__Source passage__.
--*--

# San Luis Pass Beach Report - Sept 29



## larebo (May 8, 2006)

Report a little late but caught a few fish on the Galveston side of the pass (San Luis) last week on Wednesday. Surf was calm and clear with light north winds. Finger mullet were very plentiful in the surf. The two sharks (bulls) were caught on cut ladyfish and mullet from baits casted off the 2nd bar. Both were released in good shape. The 3 slot reds in the last pic were caught on live finger mullet in the first gut after dark. With the light north winds, the mosquitoes were fierce after sunset.


----------



## Garzas23 (Aug 11, 2010)

Nice sharks!! Wat kind of rig were you using? Or wat kind of leader to catch them?


----------



## ZenDaddy (May 22, 2004)

That second bull looks like a bruiser. Were you fishing surside of SLP or the bayside?


----------



## aggiemulletboy (May 31, 2006)

Good goin on the nice fish. You sure the first shark is a bull? For some reason the body and dorsal fin doesn't strike me as a bull.


----------



## REELING 65 (Aug 18, 2009)

Nice work. :cheers:


----------



## iwanashark (Jul 13, 2009)

nice catch. looks like the sqeeters were bad.


----------



## goodwood (Mar 30, 2009)

I like the mosquito net.


----------



## CAPSIZED (Aug 10, 2004)

--*--

__Data lines__.
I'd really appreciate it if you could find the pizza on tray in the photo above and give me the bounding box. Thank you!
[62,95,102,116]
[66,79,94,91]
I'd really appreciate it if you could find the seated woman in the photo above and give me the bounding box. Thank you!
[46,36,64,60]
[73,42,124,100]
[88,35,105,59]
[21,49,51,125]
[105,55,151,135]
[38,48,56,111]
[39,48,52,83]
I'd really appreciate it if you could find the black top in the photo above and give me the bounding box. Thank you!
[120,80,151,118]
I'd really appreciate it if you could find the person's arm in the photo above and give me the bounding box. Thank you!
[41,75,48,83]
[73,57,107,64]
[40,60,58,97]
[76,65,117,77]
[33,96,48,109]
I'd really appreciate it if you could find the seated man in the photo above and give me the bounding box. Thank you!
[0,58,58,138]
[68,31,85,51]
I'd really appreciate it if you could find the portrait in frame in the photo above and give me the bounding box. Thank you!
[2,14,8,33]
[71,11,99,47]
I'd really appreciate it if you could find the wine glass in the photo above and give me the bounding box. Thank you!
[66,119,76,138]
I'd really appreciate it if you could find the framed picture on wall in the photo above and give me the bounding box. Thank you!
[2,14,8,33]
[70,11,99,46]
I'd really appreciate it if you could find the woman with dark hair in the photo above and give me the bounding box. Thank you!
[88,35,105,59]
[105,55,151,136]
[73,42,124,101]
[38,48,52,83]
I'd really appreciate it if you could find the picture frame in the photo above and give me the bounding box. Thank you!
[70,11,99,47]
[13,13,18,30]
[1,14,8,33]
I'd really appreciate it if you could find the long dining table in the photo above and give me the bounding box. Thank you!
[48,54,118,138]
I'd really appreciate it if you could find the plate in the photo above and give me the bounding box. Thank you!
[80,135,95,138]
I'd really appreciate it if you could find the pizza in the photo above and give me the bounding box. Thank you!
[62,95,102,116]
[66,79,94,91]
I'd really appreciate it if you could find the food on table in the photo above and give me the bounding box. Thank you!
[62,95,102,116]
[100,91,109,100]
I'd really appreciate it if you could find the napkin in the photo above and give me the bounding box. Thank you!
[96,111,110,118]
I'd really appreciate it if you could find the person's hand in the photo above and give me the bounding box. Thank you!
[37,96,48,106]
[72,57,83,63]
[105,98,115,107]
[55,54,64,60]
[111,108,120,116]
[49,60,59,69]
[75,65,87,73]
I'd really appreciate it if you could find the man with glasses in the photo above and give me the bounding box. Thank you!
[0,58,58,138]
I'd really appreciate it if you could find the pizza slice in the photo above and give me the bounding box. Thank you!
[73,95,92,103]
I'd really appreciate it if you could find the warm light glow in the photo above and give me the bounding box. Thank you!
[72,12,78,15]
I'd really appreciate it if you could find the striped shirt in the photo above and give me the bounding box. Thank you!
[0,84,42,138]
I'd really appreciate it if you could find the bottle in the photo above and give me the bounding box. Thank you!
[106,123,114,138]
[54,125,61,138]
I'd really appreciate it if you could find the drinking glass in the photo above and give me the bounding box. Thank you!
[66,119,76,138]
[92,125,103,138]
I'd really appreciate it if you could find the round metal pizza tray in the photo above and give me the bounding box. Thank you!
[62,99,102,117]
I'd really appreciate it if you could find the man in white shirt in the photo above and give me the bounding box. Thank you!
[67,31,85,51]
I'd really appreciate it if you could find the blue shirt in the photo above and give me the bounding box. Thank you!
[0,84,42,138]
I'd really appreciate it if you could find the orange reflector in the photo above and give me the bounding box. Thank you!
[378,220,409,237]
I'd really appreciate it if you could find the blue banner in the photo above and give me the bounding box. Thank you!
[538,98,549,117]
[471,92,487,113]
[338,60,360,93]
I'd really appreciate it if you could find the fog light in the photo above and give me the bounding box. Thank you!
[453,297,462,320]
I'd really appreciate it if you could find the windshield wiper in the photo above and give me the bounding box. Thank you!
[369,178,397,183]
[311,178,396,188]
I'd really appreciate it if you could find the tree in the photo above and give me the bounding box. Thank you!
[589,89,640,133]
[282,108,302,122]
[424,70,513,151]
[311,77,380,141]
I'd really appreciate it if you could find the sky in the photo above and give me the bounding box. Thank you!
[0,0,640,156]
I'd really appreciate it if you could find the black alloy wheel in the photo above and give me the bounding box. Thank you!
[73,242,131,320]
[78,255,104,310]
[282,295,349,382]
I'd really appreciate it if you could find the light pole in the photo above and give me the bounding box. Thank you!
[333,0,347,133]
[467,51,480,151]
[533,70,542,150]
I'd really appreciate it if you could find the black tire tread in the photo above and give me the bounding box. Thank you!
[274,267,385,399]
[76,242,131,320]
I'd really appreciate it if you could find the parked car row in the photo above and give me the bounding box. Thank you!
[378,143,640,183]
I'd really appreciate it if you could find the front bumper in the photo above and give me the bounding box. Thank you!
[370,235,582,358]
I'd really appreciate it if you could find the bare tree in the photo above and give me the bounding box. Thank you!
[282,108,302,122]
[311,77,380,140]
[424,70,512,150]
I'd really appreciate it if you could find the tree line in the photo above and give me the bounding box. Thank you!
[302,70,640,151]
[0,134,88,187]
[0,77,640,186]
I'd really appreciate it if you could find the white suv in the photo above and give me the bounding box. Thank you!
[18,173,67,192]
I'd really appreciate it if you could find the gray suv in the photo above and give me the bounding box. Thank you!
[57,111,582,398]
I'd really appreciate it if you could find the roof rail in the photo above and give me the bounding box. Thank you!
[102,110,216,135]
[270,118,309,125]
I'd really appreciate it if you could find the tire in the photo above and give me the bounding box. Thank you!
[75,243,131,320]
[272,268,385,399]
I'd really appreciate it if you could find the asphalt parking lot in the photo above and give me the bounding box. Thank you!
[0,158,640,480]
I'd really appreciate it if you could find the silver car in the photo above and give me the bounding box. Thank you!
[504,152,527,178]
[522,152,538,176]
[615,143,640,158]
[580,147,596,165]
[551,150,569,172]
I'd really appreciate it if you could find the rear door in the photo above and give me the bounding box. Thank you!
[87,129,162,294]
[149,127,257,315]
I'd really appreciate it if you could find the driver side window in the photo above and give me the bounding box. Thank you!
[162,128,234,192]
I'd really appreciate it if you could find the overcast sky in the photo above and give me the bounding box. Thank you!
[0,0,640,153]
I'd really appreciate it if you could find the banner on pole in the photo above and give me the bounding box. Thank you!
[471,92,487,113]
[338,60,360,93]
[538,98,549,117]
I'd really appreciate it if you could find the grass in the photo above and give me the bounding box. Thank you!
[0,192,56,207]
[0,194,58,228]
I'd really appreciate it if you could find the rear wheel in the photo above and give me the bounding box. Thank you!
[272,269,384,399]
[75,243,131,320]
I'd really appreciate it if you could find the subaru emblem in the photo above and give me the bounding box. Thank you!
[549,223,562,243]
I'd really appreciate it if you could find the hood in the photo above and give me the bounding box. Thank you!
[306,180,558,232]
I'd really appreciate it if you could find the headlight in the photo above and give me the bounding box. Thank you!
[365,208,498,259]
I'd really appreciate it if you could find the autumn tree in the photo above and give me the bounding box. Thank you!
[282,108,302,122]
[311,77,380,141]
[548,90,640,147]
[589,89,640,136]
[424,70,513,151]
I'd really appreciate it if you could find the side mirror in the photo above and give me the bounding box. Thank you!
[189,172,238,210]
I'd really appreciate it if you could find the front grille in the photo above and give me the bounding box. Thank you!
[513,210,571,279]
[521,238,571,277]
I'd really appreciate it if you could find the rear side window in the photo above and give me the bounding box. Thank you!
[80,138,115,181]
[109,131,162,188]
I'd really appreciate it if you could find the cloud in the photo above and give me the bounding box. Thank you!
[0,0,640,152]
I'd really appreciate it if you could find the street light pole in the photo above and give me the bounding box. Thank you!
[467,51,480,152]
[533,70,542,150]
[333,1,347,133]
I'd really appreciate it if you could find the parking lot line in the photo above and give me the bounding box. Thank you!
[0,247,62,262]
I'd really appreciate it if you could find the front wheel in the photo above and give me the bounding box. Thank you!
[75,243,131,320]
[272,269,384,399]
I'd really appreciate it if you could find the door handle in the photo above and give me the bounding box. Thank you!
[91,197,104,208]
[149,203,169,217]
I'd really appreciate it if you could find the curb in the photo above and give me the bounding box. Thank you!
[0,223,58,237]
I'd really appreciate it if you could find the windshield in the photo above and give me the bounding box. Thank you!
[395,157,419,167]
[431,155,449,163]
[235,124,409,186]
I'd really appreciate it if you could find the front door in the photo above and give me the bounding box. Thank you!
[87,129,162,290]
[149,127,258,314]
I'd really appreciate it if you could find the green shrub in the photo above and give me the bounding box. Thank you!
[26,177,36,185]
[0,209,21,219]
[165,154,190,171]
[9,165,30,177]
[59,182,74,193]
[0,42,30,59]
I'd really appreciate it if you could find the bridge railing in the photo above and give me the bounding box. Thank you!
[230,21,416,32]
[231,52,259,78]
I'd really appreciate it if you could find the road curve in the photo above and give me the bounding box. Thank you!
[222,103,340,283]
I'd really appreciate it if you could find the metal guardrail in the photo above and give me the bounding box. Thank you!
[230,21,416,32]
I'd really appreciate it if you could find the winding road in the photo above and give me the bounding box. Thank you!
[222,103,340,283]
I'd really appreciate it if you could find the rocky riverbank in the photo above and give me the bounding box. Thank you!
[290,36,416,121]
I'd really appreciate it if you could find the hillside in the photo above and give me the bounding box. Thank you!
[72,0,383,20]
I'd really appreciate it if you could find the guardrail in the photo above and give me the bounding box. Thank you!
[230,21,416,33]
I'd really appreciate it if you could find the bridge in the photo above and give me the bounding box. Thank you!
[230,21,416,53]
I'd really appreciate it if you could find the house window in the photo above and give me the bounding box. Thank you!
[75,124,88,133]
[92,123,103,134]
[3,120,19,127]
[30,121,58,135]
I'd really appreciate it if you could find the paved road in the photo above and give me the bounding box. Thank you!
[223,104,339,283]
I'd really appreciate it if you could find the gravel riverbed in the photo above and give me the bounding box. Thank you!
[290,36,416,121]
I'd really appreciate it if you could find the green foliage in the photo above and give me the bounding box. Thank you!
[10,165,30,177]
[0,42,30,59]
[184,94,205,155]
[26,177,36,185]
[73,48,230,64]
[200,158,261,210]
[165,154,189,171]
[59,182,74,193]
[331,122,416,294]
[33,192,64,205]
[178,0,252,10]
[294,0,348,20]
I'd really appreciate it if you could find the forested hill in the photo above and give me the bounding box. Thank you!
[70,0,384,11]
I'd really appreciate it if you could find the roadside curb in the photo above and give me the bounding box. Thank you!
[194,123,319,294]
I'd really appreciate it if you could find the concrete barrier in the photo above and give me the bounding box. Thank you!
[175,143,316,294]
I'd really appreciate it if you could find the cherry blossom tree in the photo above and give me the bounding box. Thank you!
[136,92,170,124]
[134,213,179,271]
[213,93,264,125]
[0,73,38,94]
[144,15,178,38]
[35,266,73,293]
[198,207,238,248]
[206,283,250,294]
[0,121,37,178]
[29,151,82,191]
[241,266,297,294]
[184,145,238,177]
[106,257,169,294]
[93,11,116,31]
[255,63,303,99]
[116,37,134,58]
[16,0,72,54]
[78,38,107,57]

--*--

__Set of tasks__.
a) List every username that heads a post in the San Luis Pass fishing thread.
b) Extend the San Luis Pass fishing thread from the point where it stops.
The entries are separate material and have nothing to do with the San Luis Pass fishing thread.

__Responses__.
a) larebo, Garzas23, ZenDaddy, aggiemulletboy, REELING 65, iwanashark, goodwood, CAPSIZED

b)
awesome Bulls Larry.... my phone didnt ring. lol. Maybe Sunday if the lays down a little.


----------



## larebo (May 8, 2006)

In response to the questions:
G23: The leader I used to catch the sharks was 200# mono with a 16/0 circle hook. I'm not going to promote using 200# mono for 5 to 6 foot bull sharks, rather have steel leader material for the sharks, but cut-offs are surprisingly rare with the circle hook, they tend to get lodge in the corner of the mouth. 16/0's also work real well for bull reds.

ZD: I was on the beach side of the pass. From the pic it probably looks more like a bay since the gulf was so calm that day with the light north winds.

Mosquito protection: Man, that net was a lifesaver. Those skeeters were so thick you really could not breathe without getting a few down the throat.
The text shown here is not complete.